# [Directions for this task]
Give again, unchanged, the line that contains "Target: white sock" together with every line that follows it until the entries end.
=-=-=
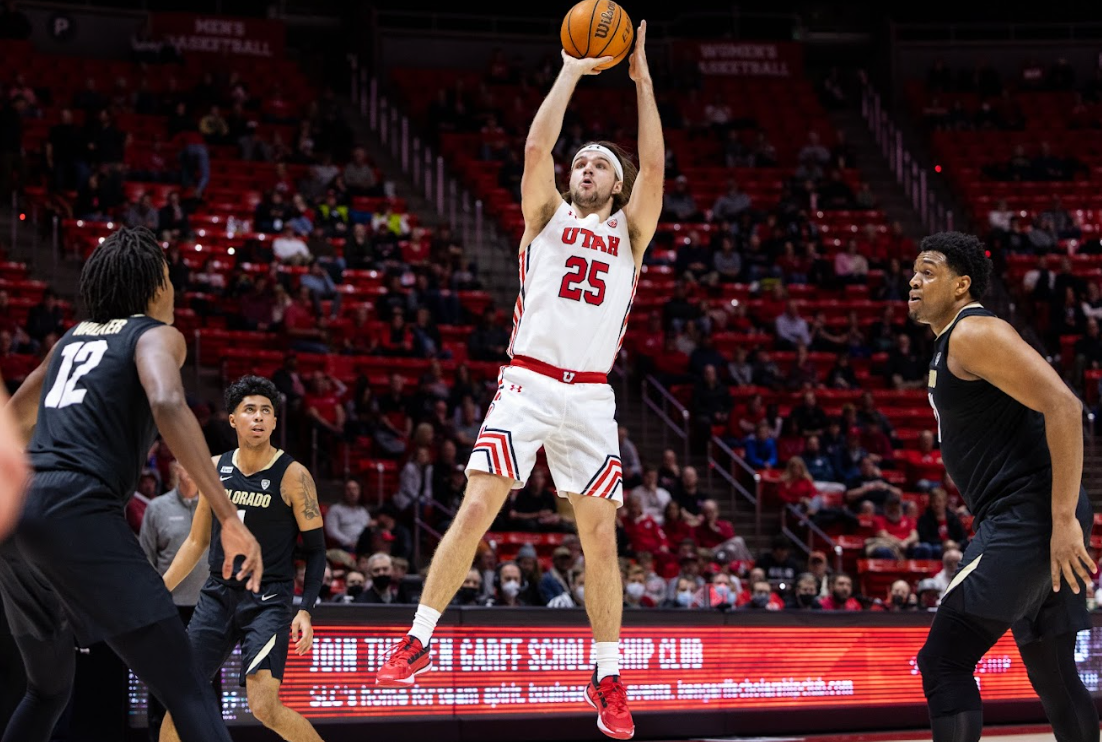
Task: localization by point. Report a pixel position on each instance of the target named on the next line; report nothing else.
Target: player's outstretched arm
(646, 203)
(13, 468)
(159, 356)
(992, 350)
(299, 490)
(539, 196)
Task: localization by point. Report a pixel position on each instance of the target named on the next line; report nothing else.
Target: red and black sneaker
(609, 698)
(407, 659)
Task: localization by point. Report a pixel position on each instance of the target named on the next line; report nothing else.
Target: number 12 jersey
(94, 417)
(577, 281)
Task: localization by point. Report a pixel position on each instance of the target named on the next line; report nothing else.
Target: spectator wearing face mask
(635, 589)
(841, 594)
(509, 585)
(683, 595)
(806, 595)
(763, 598)
(354, 588)
(470, 593)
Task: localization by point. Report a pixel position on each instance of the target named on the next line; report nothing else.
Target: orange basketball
(597, 28)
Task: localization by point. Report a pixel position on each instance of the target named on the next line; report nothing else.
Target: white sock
(424, 623)
(607, 656)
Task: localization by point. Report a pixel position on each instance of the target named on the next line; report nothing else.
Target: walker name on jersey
(111, 328)
(592, 240)
(249, 498)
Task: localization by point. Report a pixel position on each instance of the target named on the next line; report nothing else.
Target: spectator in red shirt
(896, 534)
(712, 530)
(841, 594)
(643, 531)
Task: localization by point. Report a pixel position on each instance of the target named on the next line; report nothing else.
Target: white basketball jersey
(576, 283)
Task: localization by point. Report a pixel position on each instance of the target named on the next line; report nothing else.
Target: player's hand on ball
(237, 540)
(1069, 557)
(302, 633)
(637, 68)
(585, 65)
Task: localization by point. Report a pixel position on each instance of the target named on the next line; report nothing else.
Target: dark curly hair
(250, 386)
(964, 255)
(122, 275)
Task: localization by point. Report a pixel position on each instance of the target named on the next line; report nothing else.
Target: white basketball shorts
(574, 422)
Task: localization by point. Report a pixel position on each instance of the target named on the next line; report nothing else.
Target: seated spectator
(905, 369)
(289, 248)
(535, 506)
(470, 593)
(938, 527)
(635, 589)
(896, 534)
(559, 579)
(900, 598)
(763, 598)
(797, 485)
(791, 329)
(713, 530)
(380, 572)
(841, 594)
(851, 267)
(643, 531)
(870, 486)
(679, 204)
(806, 595)
(346, 520)
(760, 448)
(950, 565)
(778, 563)
(652, 496)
=-=-=
# [Answer box]
Target: white sock
(424, 623)
(607, 656)
Task: localization by point. Report a pixel position on each instance of the target named on the next line; report nothing else.
Target: walker name on jersey
(111, 328)
(592, 240)
(249, 498)
Task: localization by point. Report a pixel position on each instance of the target named on the next line; report nothing else.
Target: spectator in red shirt
(896, 534)
(712, 530)
(841, 594)
(643, 531)
Task: localization by point. Report a pixel position on each instance of the target named on the next line; report nothing else.
Target: white basketball jersey
(576, 283)
Task: localization by point. Report a pixel position on each instance of the target named on the next line; report nothing else.
Target: player's hand on ball
(237, 540)
(1069, 557)
(302, 633)
(637, 68)
(585, 65)
Task: localization by point. Report a pixel position on each instance of the target named on the next line; report nothing else.
Target: dark curly hair
(250, 386)
(964, 255)
(122, 275)
Task: localization by point. Report a pixel position on each instance of the target named on the next line; report nothing else.
Target: white basketball shorts
(574, 422)
Task: localization by point. Report a pixel position on each instance of the target named on the next line; report nothing else.
Target: seated spectator
(905, 369)
(289, 248)
(535, 506)
(470, 593)
(938, 527)
(635, 589)
(896, 534)
(559, 579)
(900, 598)
(763, 598)
(797, 485)
(791, 329)
(713, 530)
(380, 572)
(841, 594)
(851, 267)
(643, 531)
(870, 486)
(679, 204)
(806, 595)
(346, 520)
(760, 448)
(950, 565)
(778, 563)
(652, 496)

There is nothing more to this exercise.